■ **Aim**:
Write the records out again, keeping each line exactly as it is.

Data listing
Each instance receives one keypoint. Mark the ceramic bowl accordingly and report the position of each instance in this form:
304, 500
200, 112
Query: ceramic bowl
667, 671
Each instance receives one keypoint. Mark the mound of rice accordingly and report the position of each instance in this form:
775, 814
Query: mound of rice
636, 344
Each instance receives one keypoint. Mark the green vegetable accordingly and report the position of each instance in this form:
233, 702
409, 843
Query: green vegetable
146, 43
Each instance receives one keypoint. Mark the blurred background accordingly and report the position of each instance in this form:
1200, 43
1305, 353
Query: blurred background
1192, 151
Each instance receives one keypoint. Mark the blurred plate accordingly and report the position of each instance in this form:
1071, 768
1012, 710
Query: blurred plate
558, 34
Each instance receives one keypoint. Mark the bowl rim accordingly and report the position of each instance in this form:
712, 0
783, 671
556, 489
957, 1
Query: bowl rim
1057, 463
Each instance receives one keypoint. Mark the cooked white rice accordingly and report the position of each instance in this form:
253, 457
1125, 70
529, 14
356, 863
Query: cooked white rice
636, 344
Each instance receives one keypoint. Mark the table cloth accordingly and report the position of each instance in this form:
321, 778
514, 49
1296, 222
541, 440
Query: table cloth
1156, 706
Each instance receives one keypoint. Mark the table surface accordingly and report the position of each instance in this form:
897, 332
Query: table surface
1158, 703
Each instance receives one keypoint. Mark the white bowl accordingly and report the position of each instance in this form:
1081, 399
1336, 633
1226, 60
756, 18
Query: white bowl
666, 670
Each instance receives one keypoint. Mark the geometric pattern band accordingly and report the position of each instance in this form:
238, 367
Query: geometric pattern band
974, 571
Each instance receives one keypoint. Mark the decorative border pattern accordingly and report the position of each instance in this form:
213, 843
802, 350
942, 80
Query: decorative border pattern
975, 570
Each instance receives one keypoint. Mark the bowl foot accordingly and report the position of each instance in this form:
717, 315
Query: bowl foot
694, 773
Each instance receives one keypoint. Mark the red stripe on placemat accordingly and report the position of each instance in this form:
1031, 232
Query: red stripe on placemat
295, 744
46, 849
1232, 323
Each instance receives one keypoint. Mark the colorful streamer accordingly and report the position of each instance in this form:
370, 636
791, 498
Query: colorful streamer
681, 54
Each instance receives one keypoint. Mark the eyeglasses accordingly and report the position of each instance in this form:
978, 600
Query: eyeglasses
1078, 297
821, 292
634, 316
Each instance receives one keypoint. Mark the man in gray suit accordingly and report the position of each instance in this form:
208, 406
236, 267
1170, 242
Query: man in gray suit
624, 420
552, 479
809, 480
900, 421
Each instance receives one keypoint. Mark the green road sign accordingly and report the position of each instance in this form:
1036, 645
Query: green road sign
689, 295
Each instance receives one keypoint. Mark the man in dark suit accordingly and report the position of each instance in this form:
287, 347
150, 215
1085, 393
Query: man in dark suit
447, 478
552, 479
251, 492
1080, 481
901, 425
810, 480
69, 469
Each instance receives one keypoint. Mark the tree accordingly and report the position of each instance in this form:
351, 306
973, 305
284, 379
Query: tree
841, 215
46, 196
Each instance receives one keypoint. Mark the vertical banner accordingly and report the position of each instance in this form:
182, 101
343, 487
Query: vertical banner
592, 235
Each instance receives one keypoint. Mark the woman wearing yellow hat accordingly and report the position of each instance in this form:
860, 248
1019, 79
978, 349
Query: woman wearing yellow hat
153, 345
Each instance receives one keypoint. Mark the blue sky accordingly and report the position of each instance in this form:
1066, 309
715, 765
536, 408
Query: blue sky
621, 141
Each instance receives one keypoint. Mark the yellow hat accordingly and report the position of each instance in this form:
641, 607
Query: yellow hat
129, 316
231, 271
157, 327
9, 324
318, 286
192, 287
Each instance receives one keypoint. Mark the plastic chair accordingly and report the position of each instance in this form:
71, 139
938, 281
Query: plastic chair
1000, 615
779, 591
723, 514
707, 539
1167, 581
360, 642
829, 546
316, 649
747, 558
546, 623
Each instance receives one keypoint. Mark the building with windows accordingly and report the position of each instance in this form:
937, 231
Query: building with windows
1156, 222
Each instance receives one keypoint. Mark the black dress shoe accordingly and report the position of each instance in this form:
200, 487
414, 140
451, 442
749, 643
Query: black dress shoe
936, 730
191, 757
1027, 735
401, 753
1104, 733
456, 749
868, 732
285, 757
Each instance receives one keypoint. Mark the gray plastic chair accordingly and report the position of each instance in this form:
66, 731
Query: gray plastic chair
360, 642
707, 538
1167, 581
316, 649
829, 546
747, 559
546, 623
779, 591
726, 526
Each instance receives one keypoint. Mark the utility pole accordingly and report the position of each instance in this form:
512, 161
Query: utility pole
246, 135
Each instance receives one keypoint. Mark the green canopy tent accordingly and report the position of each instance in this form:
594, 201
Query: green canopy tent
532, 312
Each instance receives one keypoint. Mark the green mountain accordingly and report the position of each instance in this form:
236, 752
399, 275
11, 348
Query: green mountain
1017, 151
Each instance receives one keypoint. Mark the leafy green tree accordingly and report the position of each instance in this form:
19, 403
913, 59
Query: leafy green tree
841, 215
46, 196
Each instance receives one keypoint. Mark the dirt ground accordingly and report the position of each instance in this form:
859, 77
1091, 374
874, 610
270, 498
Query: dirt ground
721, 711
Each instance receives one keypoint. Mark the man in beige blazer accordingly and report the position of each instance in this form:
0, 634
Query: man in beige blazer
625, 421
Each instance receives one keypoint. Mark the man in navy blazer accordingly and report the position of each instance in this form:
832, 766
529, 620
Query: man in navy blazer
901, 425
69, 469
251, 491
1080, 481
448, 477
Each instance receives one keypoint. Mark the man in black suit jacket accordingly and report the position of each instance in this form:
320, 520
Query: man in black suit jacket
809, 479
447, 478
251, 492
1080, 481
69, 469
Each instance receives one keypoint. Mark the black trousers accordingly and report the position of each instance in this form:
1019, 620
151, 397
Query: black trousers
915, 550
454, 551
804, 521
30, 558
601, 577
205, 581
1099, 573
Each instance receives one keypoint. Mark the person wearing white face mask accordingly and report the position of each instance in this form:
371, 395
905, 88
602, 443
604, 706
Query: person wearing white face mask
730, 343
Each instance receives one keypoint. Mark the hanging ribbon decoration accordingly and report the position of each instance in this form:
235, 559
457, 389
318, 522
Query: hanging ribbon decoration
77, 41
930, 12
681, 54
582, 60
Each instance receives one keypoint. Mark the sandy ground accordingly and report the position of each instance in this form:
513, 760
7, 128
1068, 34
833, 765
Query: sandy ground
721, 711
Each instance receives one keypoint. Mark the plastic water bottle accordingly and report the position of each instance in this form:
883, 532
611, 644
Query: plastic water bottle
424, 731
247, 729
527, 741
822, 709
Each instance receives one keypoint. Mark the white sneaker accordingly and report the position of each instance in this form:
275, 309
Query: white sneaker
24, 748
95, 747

■ **Response for this exercise**:
Each instance receives one keypoint. Mark the ceramic bowl accordingly and report the position of each instance in this form:
304, 500
200, 112
Query: ceramic bowl
667, 671
Each instance receives one keypoint. Mark the mound of rice accordingly and report the position of each instance in this form:
775, 814
Query: mound of rice
636, 344
Each instance receives one keypoint. Mark the green vegetable accordingly and report the position of each instance in this form:
233, 702
409, 843
Query: green vegetable
146, 43
Each instance receives one keypoint. Mark the blurred background accordingly and report the position of each instance in this form:
1200, 43
1305, 353
Query: blurred background
1192, 151
Each instance receives one keypoint. Mark the blurred plate accordingly and report the position of each instance in this form:
1071, 768
1012, 710
Query: blurred plate
558, 34
Each instance receives one keypoint. Mark the bowl rim accordingly and report the position of each instance in this form:
712, 0
783, 671
556, 489
957, 1
Query: bowl rim
1057, 463
Each instance receives one keypoint. Mark the cooked white rice accordingly and report the position of each instance in this form:
253, 457
1125, 70
529, 14
356, 863
Query: cooked white rice
636, 344
Each instance receives one keypoint. Mark the table cloth accordingly and report the position of each instance in this form:
321, 778
514, 49
1296, 222
541, 440
Query: table cloth
1156, 706
Each instance receives one keypoint. Mark the table surface accordingly and report the position of each instance in this form:
897, 332
Query: table surface
1158, 703
Each instance receives one keypoint. Mark the white bowl accordingly and report the position of each instance in this form:
1081, 399
1336, 633
1226, 60
756, 18
Query: white bowl
666, 670
Each instance receives one keypoint. Mark the geometric pattern band accordingly and report the position of each instance in this form:
238, 367
Query: geometric pattern band
974, 571
Each instance receives one keypoint. Mark the decorative border pattern accordingly and report the position of each instance in this form:
213, 843
802, 350
942, 80
Query: decorative border pattern
975, 570
Each instance receives one keypoint. Mark the bowl foot accordingly and report the position of each instance in this form:
717, 315
Query: bowl foot
694, 773
Each instance receives one keypoint. Mark the red stripe on placemat accordingly and report the position of each instance in this form:
1031, 232
Query: red stripe on placemat
295, 744
46, 849
1232, 323
Each instance receives one keypoint. Mark the colorful streamer accordingly and report the position of each instance in this form:
370, 636
791, 498
Query: colorful streamer
681, 54
Each instance receives one keypoint. Mark the eyeglasses accordingly and report the position of each instance in this form:
978, 600
Query: eyeglasses
1078, 297
821, 292
634, 316
Each instance receives one keypoint. Mark the man in gray suit accordingly and report the position of each instance in this form:
208, 406
236, 267
1170, 242
Query: man in gray suit
624, 420
552, 479
809, 480
900, 421
Each instance receives one keypoint. Mark the green road sign accordingly and report the position of each instance in this form:
1036, 645
Query: green road sign
689, 295
Each instance receives one keypoint. Mark the man in dark suit accordingly and report the position of each instance in this form:
287, 347
150, 215
1085, 393
Query: man in dark suit
447, 478
552, 479
251, 492
1080, 481
901, 425
810, 480
69, 469
Each instance receives one keypoint. Mark the tree accordingly and report the position of each instance in this form:
351, 306
973, 305
284, 379
Query: tree
841, 215
46, 196
Each instance receives one keypoint. Mark the vertical banner accordingly and report the position of each instance in this form:
182, 101
343, 487
Query: vertical banner
592, 235
Each instance receives one keypoint. Mark the woman wearing yellow hat accordingly and report the position of each instance in this form:
860, 248
1019, 79
978, 349
Query: woman wearing yellow hat
153, 345
Each instance receives one keypoint. Mark the blue sky accordingly and report the position of each instance in this form:
1066, 309
715, 765
536, 408
Query: blue sky
621, 141
Each instance receives one keypoint. Mark the yellow hat accordingly and report the position of each instance in this form:
641, 607
Query: yellow hat
129, 316
231, 271
157, 327
9, 324
318, 286
192, 287
Each instance receives one keypoint. Mark the plastic chair accordingly and report the position of each instance in this form:
71, 139
938, 281
Query: plastic chair
1000, 615
779, 591
723, 514
707, 539
1167, 581
360, 642
829, 546
316, 649
747, 558
546, 623
Each instance receives one keypoint. Mark the building with windows accordingly and report the position of each instance in this form:
937, 231
Query: building with windows
1156, 222
Each instance receives one keypoint. Mark the black dress shoe accordingly and report the position of each instance in this form:
200, 487
414, 140
451, 442
749, 643
Query: black dress shoe
936, 730
191, 757
1027, 735
401, 753
1104, 733
456, 749
868, 732
285, 757
Each instance receives one keypoint. Mark the gray plastic chair accordingly and report the position of each instance in this form:
66, 731
Query: gray plastic chair
360, 642
707, 538
1167, 581
316, 649
829, 546
747, 559
546, 623
779, 591
726, 526
Each instance receives one keypoint. Mark the utility pole accordingly and report the position of each instance in this form:
512, 161
Query: utility pole
246, 135
Each instance receives one keypoint. Mark the green canopy tent accordingly and report the position of each instance in this form:
594, 201
Query: green canopy tent
532, 312
Each instance receives one keypoint. Mark the green mountain accordingly and report the position of each instance in this form:
236, 752
399, 275
11, 348
Query: green mountain
1017, 151
Each instance receives one keypoint. Mark the leafy green tree accordingly and report the position of each instance in this form:
19, 403
913, 59
Query: leafy green tree
841, 215
46, 196
Each instance receives one keypoint. Mark the dirt ground accordingly and report the position of each instance in this form:
859, 77
1091, 374
874, 610
270, 498
Query: dirt ground
721, 711
Each instance receives one keypoint. Mark the man in beige blazer accordingly and report the position of each instance in this form:
0, 634
Query: man in beige blazer
625, 421
Each instance receives one keypoint. Mark the man in navy blazer accordingly and report the position of each instance in this form:
832, 766
529, 620
Query: man in navy blazer
901, 425
69, 469
251, 491
1080, 481
448, 477
Each instance receives one keypoint. Mark the man in black suit jacket accordingly and report the position of each instance in this form:
320, 520
Query: man in black suit jacket
809, 479
447, 478
251, 492
1080, 481
69, 469
Each instance receives one keypoint. Mark the black trousers accordingly and report the position of each instance in this form:
1019, 620
151, 397
Query: black trousers
915, 550
454, 551
804, 521
30, 558
601, 577
205, 581
1099, 573
Each instance receives one keypoint. Mark the person wearing white face mask accordingly and report the position of each instance in this form:
371, 395
905, 88
602, 443
604, 706
Query: person wearing white face mask
730, 343
Each instance receives one keypoint. Mark the hanging ribbon decoration accordingly and report the position of each instance in this form:
235, 559
457, 389
318, 522
Query: hanging ribbon decoration
77, 41
930, 12
681, 54
582, 60
Each instance receives one keypoint. Mark the sandy ground accordingly and report the position of each instance in this form:
513, 760
7, 128
1068, 34
833, 765
Query: sandy ground
721, 711
Each instance receives one keypoint. Mark the plastic water bottle accordingly and report the position of each instance in this form:
883, 532
611, 644
Query: plastic water bottle
424, 731
247, 729
527, 741
822, 709
Each instance receives one keypoint. Mark the white sneaker accordingly and report the position of each instance in this form:
275, 309
Query: white sneaker
24, 748
95, 747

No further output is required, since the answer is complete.